| Directions for this task |
Extract every line of the data that contains the string "coat", treating uppercase and lowercase as different.

| Raw data |
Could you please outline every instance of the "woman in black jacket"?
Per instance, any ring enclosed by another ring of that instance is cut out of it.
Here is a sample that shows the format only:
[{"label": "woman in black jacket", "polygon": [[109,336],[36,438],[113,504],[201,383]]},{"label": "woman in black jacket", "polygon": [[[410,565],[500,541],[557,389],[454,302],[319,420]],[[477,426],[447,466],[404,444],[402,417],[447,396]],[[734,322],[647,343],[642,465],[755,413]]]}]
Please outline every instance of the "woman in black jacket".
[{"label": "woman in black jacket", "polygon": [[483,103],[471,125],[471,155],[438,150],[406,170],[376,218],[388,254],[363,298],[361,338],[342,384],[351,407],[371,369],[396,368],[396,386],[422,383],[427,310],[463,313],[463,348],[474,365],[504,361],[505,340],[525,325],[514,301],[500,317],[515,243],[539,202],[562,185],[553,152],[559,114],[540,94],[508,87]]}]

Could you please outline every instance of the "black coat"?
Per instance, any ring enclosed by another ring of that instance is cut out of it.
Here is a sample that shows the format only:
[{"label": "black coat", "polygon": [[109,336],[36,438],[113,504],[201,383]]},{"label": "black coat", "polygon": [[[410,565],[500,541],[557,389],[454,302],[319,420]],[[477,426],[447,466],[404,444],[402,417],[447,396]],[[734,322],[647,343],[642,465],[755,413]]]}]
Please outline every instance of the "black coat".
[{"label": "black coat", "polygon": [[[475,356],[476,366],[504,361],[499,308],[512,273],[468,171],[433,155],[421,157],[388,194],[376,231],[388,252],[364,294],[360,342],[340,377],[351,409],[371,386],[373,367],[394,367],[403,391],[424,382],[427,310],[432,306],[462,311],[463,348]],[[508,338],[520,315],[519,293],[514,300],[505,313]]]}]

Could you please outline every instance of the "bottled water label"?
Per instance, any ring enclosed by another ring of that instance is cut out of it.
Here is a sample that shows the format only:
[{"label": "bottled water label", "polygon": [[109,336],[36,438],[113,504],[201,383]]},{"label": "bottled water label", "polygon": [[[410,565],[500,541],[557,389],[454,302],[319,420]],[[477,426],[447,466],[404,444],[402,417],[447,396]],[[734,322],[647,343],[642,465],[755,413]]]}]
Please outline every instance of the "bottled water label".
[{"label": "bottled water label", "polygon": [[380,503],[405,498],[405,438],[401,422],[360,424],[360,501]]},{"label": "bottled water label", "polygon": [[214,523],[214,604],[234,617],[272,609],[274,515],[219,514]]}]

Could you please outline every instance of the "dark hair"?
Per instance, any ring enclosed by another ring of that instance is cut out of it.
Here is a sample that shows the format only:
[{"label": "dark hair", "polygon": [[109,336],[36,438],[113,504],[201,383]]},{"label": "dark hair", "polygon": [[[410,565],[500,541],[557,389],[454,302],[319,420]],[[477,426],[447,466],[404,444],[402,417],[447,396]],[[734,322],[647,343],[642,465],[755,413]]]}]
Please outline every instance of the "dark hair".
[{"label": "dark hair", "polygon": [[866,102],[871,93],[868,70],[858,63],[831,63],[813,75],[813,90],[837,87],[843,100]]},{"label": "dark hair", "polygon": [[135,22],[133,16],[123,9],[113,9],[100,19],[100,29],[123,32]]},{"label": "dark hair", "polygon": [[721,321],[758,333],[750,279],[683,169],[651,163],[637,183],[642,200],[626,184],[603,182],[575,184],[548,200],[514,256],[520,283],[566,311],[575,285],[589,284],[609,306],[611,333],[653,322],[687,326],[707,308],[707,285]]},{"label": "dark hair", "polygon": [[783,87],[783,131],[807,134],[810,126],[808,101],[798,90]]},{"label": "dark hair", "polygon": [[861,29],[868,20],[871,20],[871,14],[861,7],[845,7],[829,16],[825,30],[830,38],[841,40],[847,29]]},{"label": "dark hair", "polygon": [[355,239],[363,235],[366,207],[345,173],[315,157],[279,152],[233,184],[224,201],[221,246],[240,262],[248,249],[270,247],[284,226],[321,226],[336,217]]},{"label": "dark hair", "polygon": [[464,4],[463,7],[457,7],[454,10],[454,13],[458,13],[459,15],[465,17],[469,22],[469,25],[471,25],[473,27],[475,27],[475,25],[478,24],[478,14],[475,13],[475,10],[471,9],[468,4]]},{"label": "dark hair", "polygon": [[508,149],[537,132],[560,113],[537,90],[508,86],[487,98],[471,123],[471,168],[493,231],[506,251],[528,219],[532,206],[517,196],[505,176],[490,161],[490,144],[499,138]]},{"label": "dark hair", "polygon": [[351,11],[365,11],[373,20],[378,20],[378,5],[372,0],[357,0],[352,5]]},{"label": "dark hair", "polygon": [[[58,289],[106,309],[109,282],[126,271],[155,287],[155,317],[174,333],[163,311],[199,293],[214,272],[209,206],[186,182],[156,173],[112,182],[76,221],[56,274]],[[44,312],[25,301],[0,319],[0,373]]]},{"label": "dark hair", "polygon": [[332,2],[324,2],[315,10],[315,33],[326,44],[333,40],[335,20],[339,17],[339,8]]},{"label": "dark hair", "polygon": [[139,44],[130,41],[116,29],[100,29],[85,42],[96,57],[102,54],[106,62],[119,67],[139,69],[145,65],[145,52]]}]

| Response for this exercise |
Could you please outline every instance of the "black coat"?
[{"label": "black coat", "polygon": [[109,336],[36,438],[113,504],[201,383]]},{"label": "black coat", "polygon": [[[410,565],[500,541],[557,389],[454,302],[319,420]],[[477,426],[447,466],[404,444],[402,417],[447,396]],[[734,322],[647,343],[642,465],[755,413]]]}]
Please outline every instance of the "black coat".
[{"label": "black coat", "polygon": [[[475,356],[476,366],[504,361],[499,308],[512,273],[468,171],[433,155],[421,157],[388,194],[376,231],[388,252],[364,294],[360,342],[340,377],[351,409],[371,386],[373,367],[394,367],[403,391],[424,382],[427,310],[432,306],[462,311],[463,348]],[[508,338],[520,315],[519,293],[514,300],[505,313]]]}]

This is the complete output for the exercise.